### Data extract
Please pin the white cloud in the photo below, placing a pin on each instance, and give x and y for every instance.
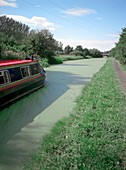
(79, 12)
(6, 3)
(34, 22)
(113, 35)
(102, 45)
(37, 6)
(98, 18)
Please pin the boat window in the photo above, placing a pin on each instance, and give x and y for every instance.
(35, 69)
(4, 77)
(15, 74)
(25, 71)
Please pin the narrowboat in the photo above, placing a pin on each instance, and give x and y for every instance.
(18, 78)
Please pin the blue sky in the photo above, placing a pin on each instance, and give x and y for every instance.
(90, 23)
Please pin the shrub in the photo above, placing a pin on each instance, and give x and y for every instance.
(55, 60)
(11, 55)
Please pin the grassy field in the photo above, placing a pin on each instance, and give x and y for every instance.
(93, 137)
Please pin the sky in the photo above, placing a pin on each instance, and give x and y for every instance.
(90, 23)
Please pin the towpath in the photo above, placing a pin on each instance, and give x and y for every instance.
(24, 123)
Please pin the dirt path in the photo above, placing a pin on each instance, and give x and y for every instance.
(25, 122)
(121, 75)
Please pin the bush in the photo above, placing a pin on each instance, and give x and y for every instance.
(55, 60)
(11, 55)
(44, 62)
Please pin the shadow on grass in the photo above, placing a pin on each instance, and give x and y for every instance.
(23, 112)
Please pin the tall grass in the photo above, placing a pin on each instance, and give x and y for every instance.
(93, 137)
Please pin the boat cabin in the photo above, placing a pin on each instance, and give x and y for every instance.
(19, 77)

### Problem requirements
Write out all of the material above word for word, leaving the pictures out of your answer.

### Correct result
Please pin the white cloud in the photo below, placing a pin on each instance, and give x and y for every instance.
(79, 12)
(6, 3)
(34, 22)
(113, 35)
(102, 45)
(37, 6)
(98, 18)
Please pin the boat window in the photo above, placing a pin on each instance, and give x and y for every instance.
(35, 69)
(4, 77)
(15, 74)
(25, 71)
Please pin the narrowboat in the photo above, placing a pin on each instance, and give x and y for every instance.
(18, 78)
Please pin the blue sky in the photo above, placing a pin on each instance, and give x and y for every instance.
(90, 23)
Please pin the shrub in the photo above, placing a pin on each instance, and give x and y for every instance.
(55, 60)
(11, 55)
Please pin the grassy field in the photo above, placing a pin on each instance, and give x and y for every instance.
(93, 137)
Please pin the sky in the photo above, placing a pin on each instance, and give x and y for every instance.
(90, 23)
Please pin the towpath in the photo above, placing a pin on each instance, and give x and y for every instance.
(24, 123)
Please pin the dirt path in the photo above, placing a pin on each instance, and give x and y for every instance.
(25, 122)
(121, 75)
Please pin the bush in the photo above, placing a pin on each instance, and give x and y for every instance.
(55, 60)
(11, 55)
(44, 62)
Please pin the shadow on grass in the photo above, placing a pin on each instance, and give x and y for every instance.
(23, 112)
Please pin the tall grass in the photo above, placing a pin on each instance, and give x and y for every instance.
(93, 137)
Please pin the boat cabin in the photo above, placing a pin on each instance, and give x and y for every instance.
(19, 77)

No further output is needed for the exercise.